WORK REQUIRED -> In the pastor's message below, transcribe everything from "A Word from" down to "begin that program.".
#### GIVEN TEXT ####
A Word from Our Pastor 2010 May Five Practices of Fuitful Congregations part 2

Five Practices of Fruitful Congregations, Part 2

Several weeks before Easter, I started a sermon series based on a book, “Five Practices of Fruitful Congregations,” written by a United Methodist bishop. One of the practices is “intentional faith development,” so we spent several weeks focusing on different types of prayer, and this week, those persons who wanted to be assigned a “prayer partner” will begin that program.
The next practice we are taking up is “risk-taking mission.” Our church is involved in many kinds of mission, largely through the work of United Methodist Women and our Missions Committee. Most of the time mission means that we raise money and give it to good causes; and our church is very generous, of that we may feel proud. However, risk-taking mission involves more than raising money: it means involving ourselves personally in something we believe in. Risk-taking mission usually requires us to step outside what is comfortable to us, to step outside the four walls of our church.
Isn’t it enough to give money? Why should we do something more, something different?
I think it is important to try to do more for two reasons: the benefit to the persons who receive, and the benefit to those who give (that is, us). Of course, I am sure people in need appreciate receiving a “care package,” and the funds we give to relief efforts after natural disasters save lives. However, imagine yourself in the place of someone in Haiti after the recent earthquake — imagine receiving medical care or food from a person who has traveled many miles just to help you. You have not just received the gift of medicine or bread: but you have received concrete proof that you are not alone: that there are others who understand your difficult circumstances, and who are willing to join you in your suffering. The gift of hope is a powerful thing: with hope there is reason to struggle on, whatever challenge you face.
#### DATA EXTRACTS ####
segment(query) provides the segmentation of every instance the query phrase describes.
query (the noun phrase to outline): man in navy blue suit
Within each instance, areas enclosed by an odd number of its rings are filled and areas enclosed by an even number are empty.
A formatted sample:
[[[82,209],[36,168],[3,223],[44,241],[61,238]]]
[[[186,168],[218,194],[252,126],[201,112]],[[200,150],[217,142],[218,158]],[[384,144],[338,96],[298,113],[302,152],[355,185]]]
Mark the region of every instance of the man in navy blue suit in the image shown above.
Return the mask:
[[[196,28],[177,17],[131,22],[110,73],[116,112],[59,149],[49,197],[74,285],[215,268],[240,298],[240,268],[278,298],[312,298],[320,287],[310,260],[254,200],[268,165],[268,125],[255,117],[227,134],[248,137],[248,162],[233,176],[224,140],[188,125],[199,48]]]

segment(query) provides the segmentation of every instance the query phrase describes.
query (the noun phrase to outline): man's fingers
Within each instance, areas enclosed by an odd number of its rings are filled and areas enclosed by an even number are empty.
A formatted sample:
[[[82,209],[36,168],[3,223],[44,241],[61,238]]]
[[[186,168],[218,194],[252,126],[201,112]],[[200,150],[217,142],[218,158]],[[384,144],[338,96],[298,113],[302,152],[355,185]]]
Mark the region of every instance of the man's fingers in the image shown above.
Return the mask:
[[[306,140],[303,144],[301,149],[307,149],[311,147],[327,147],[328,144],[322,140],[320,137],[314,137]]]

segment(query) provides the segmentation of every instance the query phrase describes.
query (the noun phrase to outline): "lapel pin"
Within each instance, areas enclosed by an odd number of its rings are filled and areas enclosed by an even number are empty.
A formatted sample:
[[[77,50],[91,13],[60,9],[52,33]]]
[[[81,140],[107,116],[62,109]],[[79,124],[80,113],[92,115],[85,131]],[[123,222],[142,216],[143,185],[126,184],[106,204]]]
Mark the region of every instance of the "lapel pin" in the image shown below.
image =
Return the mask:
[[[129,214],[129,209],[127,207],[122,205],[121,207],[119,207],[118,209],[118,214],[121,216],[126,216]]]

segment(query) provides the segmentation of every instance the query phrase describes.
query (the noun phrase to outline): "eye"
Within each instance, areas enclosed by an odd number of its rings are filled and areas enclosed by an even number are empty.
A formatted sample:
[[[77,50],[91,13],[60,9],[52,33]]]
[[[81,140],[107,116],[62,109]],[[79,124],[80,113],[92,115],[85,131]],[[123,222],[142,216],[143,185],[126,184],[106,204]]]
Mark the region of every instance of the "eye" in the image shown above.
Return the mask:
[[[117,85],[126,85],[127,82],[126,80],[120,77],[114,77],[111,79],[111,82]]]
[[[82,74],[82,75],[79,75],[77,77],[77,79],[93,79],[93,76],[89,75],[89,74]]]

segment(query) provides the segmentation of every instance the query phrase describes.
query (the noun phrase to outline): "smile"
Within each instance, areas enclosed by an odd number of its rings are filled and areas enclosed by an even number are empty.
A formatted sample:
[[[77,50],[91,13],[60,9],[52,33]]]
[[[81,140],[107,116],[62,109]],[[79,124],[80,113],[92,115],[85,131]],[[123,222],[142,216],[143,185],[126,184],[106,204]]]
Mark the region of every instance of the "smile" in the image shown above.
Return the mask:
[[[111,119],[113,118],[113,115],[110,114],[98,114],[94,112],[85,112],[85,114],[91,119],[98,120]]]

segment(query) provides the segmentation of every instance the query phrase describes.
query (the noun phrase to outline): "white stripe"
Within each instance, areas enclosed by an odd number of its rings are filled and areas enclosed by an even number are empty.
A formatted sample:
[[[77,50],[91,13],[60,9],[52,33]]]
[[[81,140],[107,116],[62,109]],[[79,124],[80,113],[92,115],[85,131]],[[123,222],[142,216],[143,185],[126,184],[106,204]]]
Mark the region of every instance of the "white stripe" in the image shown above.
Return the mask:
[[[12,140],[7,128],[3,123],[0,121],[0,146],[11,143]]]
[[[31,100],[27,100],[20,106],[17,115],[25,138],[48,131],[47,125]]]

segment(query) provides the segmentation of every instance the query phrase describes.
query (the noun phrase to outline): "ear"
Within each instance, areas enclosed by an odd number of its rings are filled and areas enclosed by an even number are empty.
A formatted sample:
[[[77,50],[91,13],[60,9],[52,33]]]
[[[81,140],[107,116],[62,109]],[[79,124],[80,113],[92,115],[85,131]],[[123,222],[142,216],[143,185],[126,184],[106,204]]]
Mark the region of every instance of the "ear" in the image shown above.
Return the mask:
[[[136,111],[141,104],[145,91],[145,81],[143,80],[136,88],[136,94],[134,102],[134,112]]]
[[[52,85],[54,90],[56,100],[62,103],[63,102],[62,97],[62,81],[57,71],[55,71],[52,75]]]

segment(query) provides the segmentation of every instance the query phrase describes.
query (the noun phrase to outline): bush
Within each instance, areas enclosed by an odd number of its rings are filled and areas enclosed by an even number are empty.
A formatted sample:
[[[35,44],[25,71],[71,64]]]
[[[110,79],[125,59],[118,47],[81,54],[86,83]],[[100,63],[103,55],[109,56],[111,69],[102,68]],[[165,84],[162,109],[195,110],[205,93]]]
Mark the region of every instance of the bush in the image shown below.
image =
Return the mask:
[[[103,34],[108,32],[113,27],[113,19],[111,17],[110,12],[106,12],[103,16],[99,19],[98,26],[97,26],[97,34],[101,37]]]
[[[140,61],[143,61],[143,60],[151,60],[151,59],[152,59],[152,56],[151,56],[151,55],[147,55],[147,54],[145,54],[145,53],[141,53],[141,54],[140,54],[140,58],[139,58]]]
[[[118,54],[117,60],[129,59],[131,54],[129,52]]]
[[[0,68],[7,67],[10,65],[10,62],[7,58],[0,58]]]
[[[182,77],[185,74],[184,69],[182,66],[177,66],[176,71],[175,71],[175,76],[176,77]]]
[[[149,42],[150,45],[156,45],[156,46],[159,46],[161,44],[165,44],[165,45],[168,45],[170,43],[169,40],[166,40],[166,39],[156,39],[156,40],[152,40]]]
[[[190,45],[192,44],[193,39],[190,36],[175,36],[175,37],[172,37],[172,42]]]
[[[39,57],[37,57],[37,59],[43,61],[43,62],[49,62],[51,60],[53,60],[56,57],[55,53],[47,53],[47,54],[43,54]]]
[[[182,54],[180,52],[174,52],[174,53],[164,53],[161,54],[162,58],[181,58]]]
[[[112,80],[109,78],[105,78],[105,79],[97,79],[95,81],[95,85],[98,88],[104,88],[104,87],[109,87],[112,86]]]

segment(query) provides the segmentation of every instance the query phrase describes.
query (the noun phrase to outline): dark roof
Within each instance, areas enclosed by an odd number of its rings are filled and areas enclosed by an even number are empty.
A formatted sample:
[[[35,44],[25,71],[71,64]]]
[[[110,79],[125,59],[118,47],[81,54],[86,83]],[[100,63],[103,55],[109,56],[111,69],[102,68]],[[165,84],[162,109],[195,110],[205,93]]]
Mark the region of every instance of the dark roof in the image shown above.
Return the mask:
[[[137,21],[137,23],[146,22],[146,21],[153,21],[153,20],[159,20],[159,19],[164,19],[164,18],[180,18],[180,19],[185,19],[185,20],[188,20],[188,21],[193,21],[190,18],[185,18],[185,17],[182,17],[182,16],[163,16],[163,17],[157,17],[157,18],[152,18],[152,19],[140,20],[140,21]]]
####
COMPLETED EXERCISE ->
A Word from Our Pastor 2010 May Five Practices of Fuitful Congregations part 2

Five Practices of Fruitful Congregations, Part 2

Several weeks before Easter, I started a sermon series based on a book, “Five Practices of Fruitful Congregations,” written by a United Methodist bishop. One of the practices is “intentional faith development,” so we spent several weeks focusing on different types of prayer, and this week, those persons who wanted to be assigned a “prayer partner” will begin that program.